** Supplied records **
========================
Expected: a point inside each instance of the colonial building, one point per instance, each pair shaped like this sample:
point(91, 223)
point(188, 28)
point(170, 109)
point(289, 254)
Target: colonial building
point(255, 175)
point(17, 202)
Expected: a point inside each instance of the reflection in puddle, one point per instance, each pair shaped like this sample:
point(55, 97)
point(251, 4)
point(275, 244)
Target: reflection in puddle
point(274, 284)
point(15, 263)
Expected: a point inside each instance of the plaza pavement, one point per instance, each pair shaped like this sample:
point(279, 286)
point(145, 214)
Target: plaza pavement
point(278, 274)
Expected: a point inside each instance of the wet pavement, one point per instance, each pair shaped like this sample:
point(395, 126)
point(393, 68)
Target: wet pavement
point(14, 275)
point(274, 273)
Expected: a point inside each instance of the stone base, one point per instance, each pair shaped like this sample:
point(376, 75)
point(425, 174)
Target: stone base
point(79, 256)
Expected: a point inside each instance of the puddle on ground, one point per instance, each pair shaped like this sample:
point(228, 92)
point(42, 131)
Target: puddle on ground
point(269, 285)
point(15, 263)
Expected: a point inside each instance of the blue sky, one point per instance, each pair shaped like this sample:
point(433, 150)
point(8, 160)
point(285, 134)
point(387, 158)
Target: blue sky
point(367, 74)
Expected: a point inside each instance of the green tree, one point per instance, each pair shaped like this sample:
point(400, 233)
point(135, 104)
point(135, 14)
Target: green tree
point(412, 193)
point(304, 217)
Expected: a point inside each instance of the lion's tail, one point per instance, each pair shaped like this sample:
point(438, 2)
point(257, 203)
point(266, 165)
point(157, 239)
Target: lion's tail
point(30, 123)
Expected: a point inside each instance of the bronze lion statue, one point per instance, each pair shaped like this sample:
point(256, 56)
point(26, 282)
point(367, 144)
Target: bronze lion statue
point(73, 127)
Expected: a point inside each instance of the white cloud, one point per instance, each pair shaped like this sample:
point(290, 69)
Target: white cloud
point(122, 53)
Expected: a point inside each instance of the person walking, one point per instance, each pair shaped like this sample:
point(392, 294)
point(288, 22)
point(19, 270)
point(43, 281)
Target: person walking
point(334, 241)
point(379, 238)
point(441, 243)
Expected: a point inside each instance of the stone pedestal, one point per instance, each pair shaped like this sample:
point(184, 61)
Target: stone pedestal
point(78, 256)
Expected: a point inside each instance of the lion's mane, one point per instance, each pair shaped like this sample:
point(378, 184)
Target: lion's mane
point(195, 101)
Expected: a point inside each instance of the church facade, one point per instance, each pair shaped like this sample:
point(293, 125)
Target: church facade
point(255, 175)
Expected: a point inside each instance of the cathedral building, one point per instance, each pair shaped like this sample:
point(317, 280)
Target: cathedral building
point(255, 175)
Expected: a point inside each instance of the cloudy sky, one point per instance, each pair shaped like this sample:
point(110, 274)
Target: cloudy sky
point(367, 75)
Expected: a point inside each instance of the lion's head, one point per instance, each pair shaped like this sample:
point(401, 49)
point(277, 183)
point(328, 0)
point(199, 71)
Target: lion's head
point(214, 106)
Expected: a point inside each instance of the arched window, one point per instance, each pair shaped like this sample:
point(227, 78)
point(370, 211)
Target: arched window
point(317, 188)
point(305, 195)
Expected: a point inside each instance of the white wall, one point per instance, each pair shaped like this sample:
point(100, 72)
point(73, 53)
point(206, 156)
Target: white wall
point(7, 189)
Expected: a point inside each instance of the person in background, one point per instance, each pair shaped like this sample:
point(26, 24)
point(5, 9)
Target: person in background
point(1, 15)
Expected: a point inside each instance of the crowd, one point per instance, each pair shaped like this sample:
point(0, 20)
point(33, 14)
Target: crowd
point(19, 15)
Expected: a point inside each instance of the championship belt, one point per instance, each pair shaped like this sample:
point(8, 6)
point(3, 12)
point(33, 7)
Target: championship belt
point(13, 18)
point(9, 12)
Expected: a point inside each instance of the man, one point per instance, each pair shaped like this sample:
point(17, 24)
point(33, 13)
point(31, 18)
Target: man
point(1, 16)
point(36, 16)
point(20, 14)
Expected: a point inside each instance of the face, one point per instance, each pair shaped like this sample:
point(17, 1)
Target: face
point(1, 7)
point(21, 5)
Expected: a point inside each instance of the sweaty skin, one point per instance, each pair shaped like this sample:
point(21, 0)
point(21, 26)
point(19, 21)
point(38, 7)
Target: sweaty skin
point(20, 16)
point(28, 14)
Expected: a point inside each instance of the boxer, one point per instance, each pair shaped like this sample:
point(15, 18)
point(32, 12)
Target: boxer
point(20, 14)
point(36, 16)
========================
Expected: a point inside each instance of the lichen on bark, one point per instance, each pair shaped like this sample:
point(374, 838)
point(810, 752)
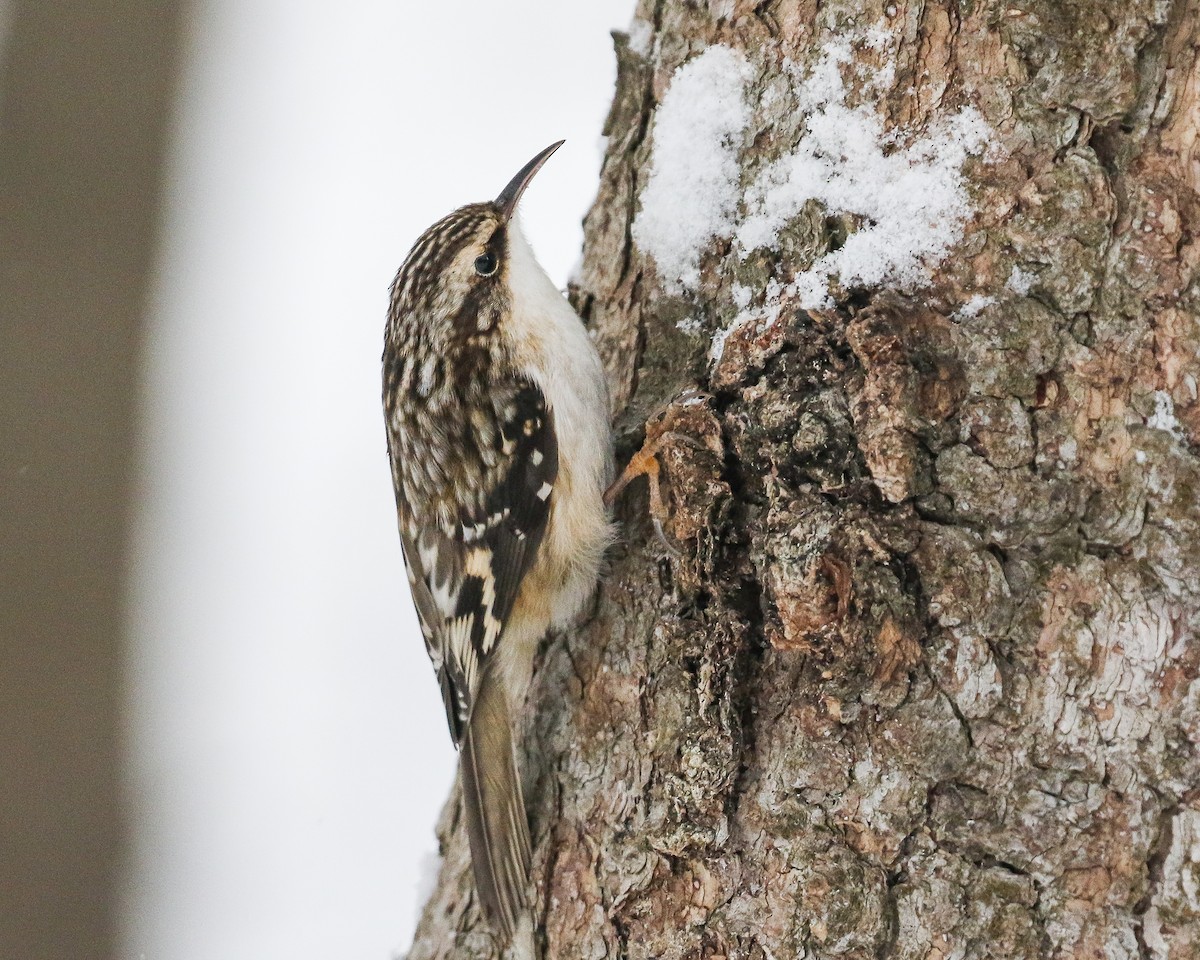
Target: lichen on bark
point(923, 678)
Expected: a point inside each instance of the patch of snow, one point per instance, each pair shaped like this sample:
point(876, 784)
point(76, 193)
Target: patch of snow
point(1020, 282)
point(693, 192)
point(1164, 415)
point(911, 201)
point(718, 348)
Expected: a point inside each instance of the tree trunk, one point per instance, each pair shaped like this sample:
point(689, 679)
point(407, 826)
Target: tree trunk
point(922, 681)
========================
Retype the rows that open with the line containing "Expected: a point inside each instance of the colonial" and close with the line containing "point(17, 202)", both of those lines included, reproducing every character as it stands.

Expected: a point inside each instance of the colonial building, one point per instance, each pair shaped like this sample:
point(91, 223)
point(188, 28)
point(170, 109)
point(289, 254)
Target: colonial building
point(255, 175)
point(17, 202)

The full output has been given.